*What to produce*
Output the data below exactly, down to the last character.

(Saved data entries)
────────

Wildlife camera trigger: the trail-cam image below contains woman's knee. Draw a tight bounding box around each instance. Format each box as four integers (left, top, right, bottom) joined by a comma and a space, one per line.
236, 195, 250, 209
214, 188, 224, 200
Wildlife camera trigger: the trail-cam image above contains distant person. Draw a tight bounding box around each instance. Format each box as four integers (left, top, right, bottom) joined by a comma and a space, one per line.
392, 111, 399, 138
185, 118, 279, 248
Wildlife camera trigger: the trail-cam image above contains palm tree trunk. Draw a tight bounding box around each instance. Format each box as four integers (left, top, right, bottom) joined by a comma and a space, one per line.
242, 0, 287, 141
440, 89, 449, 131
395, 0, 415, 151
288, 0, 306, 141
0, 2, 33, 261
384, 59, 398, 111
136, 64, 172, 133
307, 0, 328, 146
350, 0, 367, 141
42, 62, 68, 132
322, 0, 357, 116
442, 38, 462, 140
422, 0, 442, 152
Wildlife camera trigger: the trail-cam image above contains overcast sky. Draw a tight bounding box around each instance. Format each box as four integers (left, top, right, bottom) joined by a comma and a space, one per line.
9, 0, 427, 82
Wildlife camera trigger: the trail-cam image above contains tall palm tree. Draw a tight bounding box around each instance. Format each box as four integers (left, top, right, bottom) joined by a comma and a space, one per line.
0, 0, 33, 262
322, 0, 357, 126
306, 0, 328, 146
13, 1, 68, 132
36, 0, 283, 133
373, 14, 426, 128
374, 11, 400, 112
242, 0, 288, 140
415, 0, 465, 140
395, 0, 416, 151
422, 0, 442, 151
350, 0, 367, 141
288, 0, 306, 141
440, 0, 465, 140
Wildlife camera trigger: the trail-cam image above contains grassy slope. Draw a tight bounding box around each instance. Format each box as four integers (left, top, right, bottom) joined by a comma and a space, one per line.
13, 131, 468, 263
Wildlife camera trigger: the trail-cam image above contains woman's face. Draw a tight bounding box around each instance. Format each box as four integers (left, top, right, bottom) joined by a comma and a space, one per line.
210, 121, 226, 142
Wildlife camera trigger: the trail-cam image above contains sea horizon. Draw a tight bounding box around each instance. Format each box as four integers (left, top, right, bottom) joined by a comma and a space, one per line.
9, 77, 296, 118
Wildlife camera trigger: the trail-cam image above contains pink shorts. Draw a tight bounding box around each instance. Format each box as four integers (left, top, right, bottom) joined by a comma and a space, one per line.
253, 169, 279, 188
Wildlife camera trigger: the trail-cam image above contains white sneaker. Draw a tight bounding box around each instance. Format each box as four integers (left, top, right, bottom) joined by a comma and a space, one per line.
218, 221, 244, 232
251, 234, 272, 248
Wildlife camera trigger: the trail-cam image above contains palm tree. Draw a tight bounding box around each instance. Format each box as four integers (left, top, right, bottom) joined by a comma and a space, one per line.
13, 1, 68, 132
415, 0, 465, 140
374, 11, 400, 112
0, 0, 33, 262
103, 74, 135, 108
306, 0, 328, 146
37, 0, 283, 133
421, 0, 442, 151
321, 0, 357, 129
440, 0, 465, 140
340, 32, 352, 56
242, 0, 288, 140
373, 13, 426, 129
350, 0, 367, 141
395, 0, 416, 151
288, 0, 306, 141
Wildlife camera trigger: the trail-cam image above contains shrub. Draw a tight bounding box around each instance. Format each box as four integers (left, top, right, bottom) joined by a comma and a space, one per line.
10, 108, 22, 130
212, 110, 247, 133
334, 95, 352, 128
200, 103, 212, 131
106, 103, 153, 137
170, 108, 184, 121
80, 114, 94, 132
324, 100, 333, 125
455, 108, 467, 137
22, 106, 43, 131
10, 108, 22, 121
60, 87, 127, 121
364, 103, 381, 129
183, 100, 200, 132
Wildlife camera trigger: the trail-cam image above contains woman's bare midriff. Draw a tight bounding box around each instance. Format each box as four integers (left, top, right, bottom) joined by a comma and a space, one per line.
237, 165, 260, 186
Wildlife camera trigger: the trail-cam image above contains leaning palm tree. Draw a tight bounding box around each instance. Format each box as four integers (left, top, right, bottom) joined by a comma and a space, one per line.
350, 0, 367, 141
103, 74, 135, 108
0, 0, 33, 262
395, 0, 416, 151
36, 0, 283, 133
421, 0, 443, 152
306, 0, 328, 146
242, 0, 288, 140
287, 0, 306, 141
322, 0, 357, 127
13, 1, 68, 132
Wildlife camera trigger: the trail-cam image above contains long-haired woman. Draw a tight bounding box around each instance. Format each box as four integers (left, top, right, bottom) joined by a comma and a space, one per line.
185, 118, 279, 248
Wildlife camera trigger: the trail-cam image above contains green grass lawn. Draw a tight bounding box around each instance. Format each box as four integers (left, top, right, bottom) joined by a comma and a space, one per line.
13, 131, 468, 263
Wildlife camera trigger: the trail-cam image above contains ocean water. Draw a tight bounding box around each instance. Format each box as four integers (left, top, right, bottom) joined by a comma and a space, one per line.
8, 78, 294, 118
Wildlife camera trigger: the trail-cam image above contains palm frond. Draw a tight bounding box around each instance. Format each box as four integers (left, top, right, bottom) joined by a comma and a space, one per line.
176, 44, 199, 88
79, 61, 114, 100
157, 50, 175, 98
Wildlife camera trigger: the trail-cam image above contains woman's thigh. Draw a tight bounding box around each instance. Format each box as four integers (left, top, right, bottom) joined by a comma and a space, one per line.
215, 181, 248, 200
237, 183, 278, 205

────────

*Solution*
Wildlife camera trigger: the trail-cam image below contains woman's knee. Draw a tight bounding box around each instance. Format each box as four integers (left, top, right, bottom) joined by a comma and a space, one per line.
236, 195, 250, 209
214, 188, 224, 200
Wildlife camera trigger: the trail-cam image above contains distant person. Draw a tight bounding box around each instance. Format each box as four integers (left, top, right, bottom) joined by a comma and a space, one per line.
392, 111, 399, 138
185, 118, 279, 248
Wildlife camera trigger: the trail-cam image above contains palm tree trunk. Draw a tight bounding box around each instance. Format each box as four integers (left, top, right, bottom) joined by a comma and a space, one per line.
242, 0, 287, 141
440, 89, 449, 131
395, 0, 415, 151
288, 0, 306, 141
0, 2, 33, 261
384, 59, 398, 111
136, 64, 172, 133
307, 0, 328, 146
350, 0, 367, 141
42, 62, 68, 132
322, 0, 357, 116
442, 38, 462, 140
422, 0, 442, 152
Wildlife camera trigger: the trail-cam image above contains overcast sky. Draw a tight bounding box around each instance. Format each box as four integers (left, top, right, bottom) joined by a comma and a space, one per line.
9, 0, 427, 82
Wildlife camera trigger: the trail-cam image above contains tall palm tree. Draw a tight bounding box around each instance. Format each box as four integers (left, top, right, bottom) joined by a comma and a space, one per line.
0, 0, 33, 262
322, 0, 357, 126
306, 0, 328, 146
13, 1, 68, 132
36, 0, 283, 133
373, 14, 426, 128
374, 11, 400, 112
242, 0, 288, 140
415, 0, 465, 140
395, 0, 416, 151
422, 0, 442, 151
350, 0, 367, 141
288, 0, 306, 141
440, 0, 465, 140
Wildlife camera trigger: the trail-cam image above contains grassy slope. Draw a tight bounding box around each instance. Format each box as four integers (left, top, right, bottom) joined by a comma and a space, one per line.
13, 131, 468, 263
Wildlife camera trigger: the trail-cam image above contains woman's face. Draw a tight bounding box around each instance. Format each box as four integers (left, top, right, bottom) joined by a comma and a space, one per line.
210, 121, 226, 142
Wildlife camera trigger: the trail-cam image above contains sea horizon. Draw a tight bounding box around each instance. Format each box as four integers (left, top, right, bottom) joined by a comma and a space, one per line.
9, 77, 296, 118
Wildlife camera trigger: the trail-cam image above contains pink shorts. Draw a tight bounding box around each instance. Format each box as four integers (left, top, right, bottom) joined by a comma and a space, one per line.
253, 169, 279, 188
Wildlife camera trigger: the trail-cam image above contains white sneaker. Draw a tight bounding box around each instance. Format each box as four integers (left, top, right, bottom) joined by a comma and a space, one per line.
218, 221, 244, 232
251, 234, 272, 248
Wildlife camera trigger: the trail-cam image above contains palm tree. Draw a tight bounding box around each instance. Format each box as four integers (left, top, right, bottom) joined by a comma and a space, one per line.
13, 1, 68, 132
415, 0, 465, 140
374, 11, 400, 112
0, 0, 33, 262
103, 74, 135, 108
306, 0, 328, 146
37, 0, 283, 133
421, 0, 442, 151
321, 0, 357, 129
440, 0, 465, 140
340, 32, 352, 56
242, 0, 288, 140
373, 13, 426, 129
350, 0, 367, 141
395, 0, 416, 151
288, 0, 306, 141
Wildlife camera trigger: the trail-cam image above contains shrub. Draw a tight bounding box around each instance. Format each box as four integers (left, top, right, bottom) joined by a comma and a space, one per line.
10, 108, 22, 130
212, 110, 247, 133
334, 95, 352, 128
200, 103, 212, 131
106, 103, 153, 137
170, 108, 184, 121
80, 114, 94, 132
324, 100, 333, 125
455, 108, 467, 137
22, 106, 43, 131
10, 108, 22, 121
60, 87, 127, 121
364, 103, 381, 129
183, 100, 200, 132
Wildlife camera trigger: the trail-cam image above contains woman's bare midriff. Draw a tight bounding box around each instance. Format each box as four integers (left, top, right, bottom) joined by a comma and a space, one per line.
237, 165, 260, 186
Wildlife camera trigger: the trail-cam image above contains leaning palm tree. Draw a tight bounding box around each instance. Format each box as four integers (left, top, right, bottom) joined by a comma and a space, one per line.
350, 0, 367, 141
103, 74, 135, 108
0, 0, 33, 262
395, 0, 416, 151
36, 0, 283, 133
421, 0, 443, 152
306, 0, 328, 146
242, 0, 288, 140
287, 0, 306, 141
322, 0, 357, 127
13, 1, 68, 132
Wildlife camera trigger: the trail-cam image above contains long-haired woman. Draw a tight bounding box around each instance. Format each box as four integers (left, top, right, bottom) joined by a comma and a space, one per line.
185, 118, 279, 248
Wildlife camera trigger: the trail-cam image above contains green grass lawn. Draw a tight bounding box around each instance. Format each box as four integers (left, top, right, bottom) joined by a comma and a space, one per line.
13, 131, 468, 263
Wildlife camera trigger: the trail-cam image above contains ocean water. Draw a tight bounding box around each instance. Format each box as four integers (left, top, right, bottom) joined by a comma and a space, one per line.
8, 78, 294, 118
Wildlife camera trigger: the trail-cam image above contains palm frond. Draw a tight bounding box around each instance. Format each box as four integers (left, top, right, bottom) joined by a comma and a space, one per line.
176, 44, 199, 88
79, 61, 114, 100
157, 50, 175, 98
Wildlife camera trigger: the trail-cam image above contains woman's thigh. Draw a tight bounding box around each instance. Format each box as four integers (left, top, right, bottom) joined by a comma and a space, one per line.
215, 181, 248, 200
237, 183, 278, 205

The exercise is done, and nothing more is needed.